Task description
What is needed is a word-for-word copy of every record below, minus the pictures.

Supplied records

_ _ _ _ _ _ _

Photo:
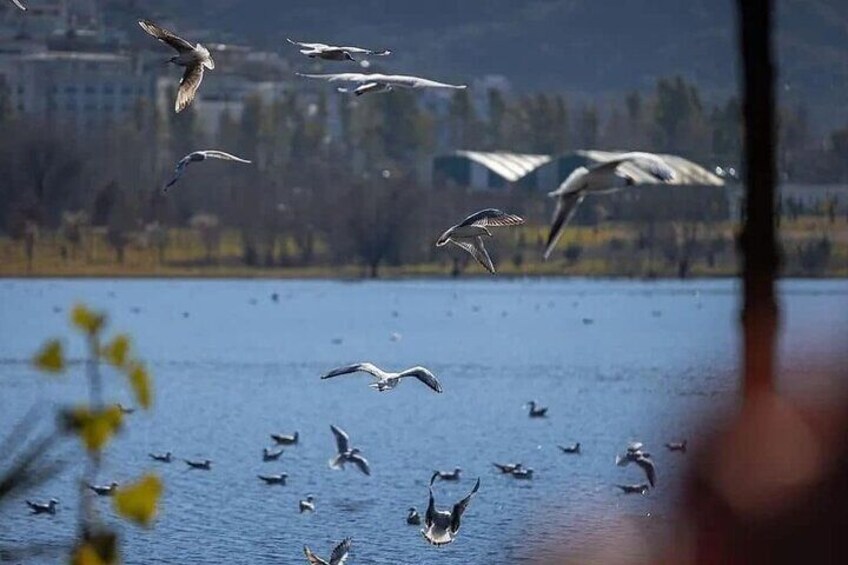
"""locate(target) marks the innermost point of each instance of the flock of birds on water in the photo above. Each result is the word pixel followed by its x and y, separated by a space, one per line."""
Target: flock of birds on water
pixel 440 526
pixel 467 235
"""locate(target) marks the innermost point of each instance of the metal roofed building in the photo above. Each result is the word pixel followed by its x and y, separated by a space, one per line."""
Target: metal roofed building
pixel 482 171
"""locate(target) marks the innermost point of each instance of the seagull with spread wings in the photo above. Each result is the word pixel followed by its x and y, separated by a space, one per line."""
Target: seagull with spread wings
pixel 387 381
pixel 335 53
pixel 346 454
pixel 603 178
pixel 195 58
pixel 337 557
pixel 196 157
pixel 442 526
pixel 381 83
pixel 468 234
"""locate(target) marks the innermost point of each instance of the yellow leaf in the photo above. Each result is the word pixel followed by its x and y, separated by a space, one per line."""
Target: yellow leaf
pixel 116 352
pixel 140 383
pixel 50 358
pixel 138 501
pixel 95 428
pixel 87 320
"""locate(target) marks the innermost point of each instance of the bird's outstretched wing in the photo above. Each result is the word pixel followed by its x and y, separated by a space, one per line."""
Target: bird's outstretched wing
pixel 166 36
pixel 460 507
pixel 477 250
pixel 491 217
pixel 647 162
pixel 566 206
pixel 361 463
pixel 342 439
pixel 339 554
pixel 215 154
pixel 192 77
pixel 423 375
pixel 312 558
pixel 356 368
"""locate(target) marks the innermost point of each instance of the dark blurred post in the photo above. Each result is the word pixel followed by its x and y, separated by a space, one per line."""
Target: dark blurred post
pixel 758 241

_ _ _ _ _ _ _

Result for this exercise
Photo:
"""locate(target) marks the innermost point of each instance of the flock of birds on water in the photo above. Each result is the word pixel followed by its x and y, separated by a space, one per line."""
Target: flock of birds on water
pixel 440 526
pixel 467 235
"""locate(target) marks the innermost point of each instance of the metal roofed building in the photo above. Each result is the word pixel followed by its x and y, separated by a space, one per line."""
Target: metal roofed building
pixel 482 171
"""locate(target) marks the innermost point of each instance of the seagull with spread wings in the photo above. Each result is the word pixel followed by its x and y, separated by a space, one per line."""
Target: seagull with spread wings
pixel 387 381
pixel 335 53
pixel 346 454
pixel 603 178
pixel 195 58
pixel 337 557
pixel 196 157
pixel 442 526
pixel 381 83
pixel 468 234
"""locate(target) marks the innermost point of each instance of the yellow leaf in the photo above. Each result is the word pixel followed by its x and y, separated by a space, one per line."""
Target: yellow leaf
pixel 116 352
pixel 140 383
pixel 50 358
pixel 138 501
pixel 95 428
pixel 87 320
"""locate(target) marks the innermost point of each instance of the bird's outstretched wing in the photo above. Each result is the word pixel followed by its x and y, separated by a space, one per line."""
Target: bird's outstretched wing
pixel 166 36
pixel 460 507
pixel 477 250
pixel 491 217
pixel 647 162
pixel 566 206
pixel 361 463
pixel 342 439
pixel 339 554
pixel 215 154
pixel 192 77
pixel 423 375
pixel 312 558
pixel 356 368
"""locate(target) marks the innermost point of each instance of the dark blurred post in the photo above. Each result is the word pixel followed by its x and y, separated by a space, one per line."""
Target: dark blurred post
pixel 758 241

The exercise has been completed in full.